▸ Objective
Transcribe every record that appears below, exactly and in full.

▸ Exercise materials
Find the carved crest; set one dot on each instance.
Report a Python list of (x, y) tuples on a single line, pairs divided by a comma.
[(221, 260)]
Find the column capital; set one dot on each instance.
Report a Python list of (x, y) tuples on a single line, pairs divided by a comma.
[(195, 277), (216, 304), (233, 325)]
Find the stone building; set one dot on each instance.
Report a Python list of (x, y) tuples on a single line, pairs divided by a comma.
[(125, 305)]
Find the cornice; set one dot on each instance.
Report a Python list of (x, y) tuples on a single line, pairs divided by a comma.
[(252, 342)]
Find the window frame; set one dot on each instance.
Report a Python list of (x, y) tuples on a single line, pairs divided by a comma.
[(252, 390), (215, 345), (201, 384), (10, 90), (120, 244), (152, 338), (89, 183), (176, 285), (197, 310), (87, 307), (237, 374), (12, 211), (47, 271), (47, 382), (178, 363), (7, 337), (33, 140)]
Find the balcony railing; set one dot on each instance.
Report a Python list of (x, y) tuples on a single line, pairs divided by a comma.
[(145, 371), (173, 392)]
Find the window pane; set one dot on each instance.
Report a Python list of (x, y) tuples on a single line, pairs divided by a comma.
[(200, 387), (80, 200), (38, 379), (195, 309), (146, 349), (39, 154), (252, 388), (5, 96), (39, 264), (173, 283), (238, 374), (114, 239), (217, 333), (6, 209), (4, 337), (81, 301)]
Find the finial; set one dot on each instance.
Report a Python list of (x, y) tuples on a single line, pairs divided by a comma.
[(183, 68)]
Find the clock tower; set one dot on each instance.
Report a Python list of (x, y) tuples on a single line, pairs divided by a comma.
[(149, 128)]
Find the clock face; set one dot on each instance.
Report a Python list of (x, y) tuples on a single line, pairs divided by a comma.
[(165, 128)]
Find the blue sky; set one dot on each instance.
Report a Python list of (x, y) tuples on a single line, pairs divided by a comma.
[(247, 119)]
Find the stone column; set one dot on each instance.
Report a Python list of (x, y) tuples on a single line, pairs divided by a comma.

▸ Task result
Find the carved crest; set one dot on each instance.
Report a Python list of (x, y) tuples on a single line, pairs divided by a comma.
[(221, 260)]
Find the column capital; set one dot on each instance.
Report a Python list of (x, y) tuples on a single line, pairs divided by a comma.
[(195, 277), (216, 304), (233, 325)]
Find the stone building; set one dot on each instance.
Report a Python list of (x, y) tuples on a single line, pairs divided by a comma.
[(125, 305)]
Find the cornice; set one dot on each instance.
Report a Python list of (x, y) tuples on a single line, pairs divided by a comma.
[(252, 342)]
Find the window frame; set one dot on each instance.
Report a Python list of (x, y) tuples on a single line, pairs divided by a comma.
[(252, 390), (215, 345), (201, 384), (10, 90), (120, 244), (152, 338), (89, 183), (176, 285), (197, 310), (87, 307), (237, 374), (12, 211), (47, 271), (47, 382), (178, 363), (7, 337), (33, 140)]
Find the balcony railing; set one dot on each instance.
Report a Python list of (x, y) tuples on a single line, pairs divided by a comma.
[(145, 371), (173, 392)]
Find the window pane; set one dot on each instance.
Report a Python list of (x, y) tuples on a single line, pairs divided by a comma.
[(200, 387), (80, 200), (38, 379), (195, 309), (146, 349), (39, 154), (252, 388), (5, 96), (39, 264), (173, 283), (238, 374), (114, 239), (217, 333), (6, 209), (4, 337), (81, 301)]
Find the finial; set one dot on each instance.
Report a Python list of (x, y) tuples on a single line, pairs divided by a comma.
[(183, 68)]
Find the clock tower; set one dot on each instance.
Report a Python list of (x, y) tuples on a single line, pairs divided by a comma.
[(149, 128)]
Find the clock face; set one dot on each instance.
Report a Python list of (x, y) tuples on a single line, pairs divided by a comma.
[(165, 128)]
Find the blue sky; set one dot on each instance.
Report a Python list of (x, y) tuples on a single line, pairs divided by a comma.
[(247, 119)]
Find the stone column; set one dot on each instance.
Report a Python list of (x, y) tuples on a single line, pairs divided by a comma.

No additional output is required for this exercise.